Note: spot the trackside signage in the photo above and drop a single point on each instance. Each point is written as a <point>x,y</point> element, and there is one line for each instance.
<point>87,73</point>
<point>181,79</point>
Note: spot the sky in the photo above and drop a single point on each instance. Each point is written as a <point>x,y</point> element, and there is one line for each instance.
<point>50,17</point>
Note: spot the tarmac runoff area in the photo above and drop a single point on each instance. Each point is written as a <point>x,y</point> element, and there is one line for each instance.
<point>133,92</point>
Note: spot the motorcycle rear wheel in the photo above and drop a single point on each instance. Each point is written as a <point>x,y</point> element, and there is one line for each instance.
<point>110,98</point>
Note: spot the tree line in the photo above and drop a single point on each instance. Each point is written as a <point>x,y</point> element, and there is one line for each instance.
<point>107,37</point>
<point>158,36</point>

---------------

WHAT THIS TASK INVOLVES — An exact copy of all the entries above is what is needed.

FINISHED TASK —
Note: spot the trackside signage in the photo above and drop a single point on each instance. Each point is written as a <point>x,y</point> element, and there is one line for each instance.
<point>87,73</point>
<point>181,79</point>
Note: spot the sky in the photo above and drop a single point on each instance. Each point is written as a <point>x,y</point> element, and there is one line for each instance.
<point>50,17</point>
Note: spot the tarmac runoff area in the photo above and drop a single point on each instance. Each point is written as a <point>x,y</point> element, and there is one line for each instance.
<point>133,92</point>
Note: spot the motorcycle rear wheel in the photo above and drop a single point on each instance. Each point is written as a <point>x,y</point> element, and there is one line for each instance.
<point>110,98</point>
Note: spot the tree line in the photo above and drop a single point on each instance. Each point is written as a <point>x,y</point> element, and there is one line for each instance.
<point>107,37</point>
<point>158,36</point>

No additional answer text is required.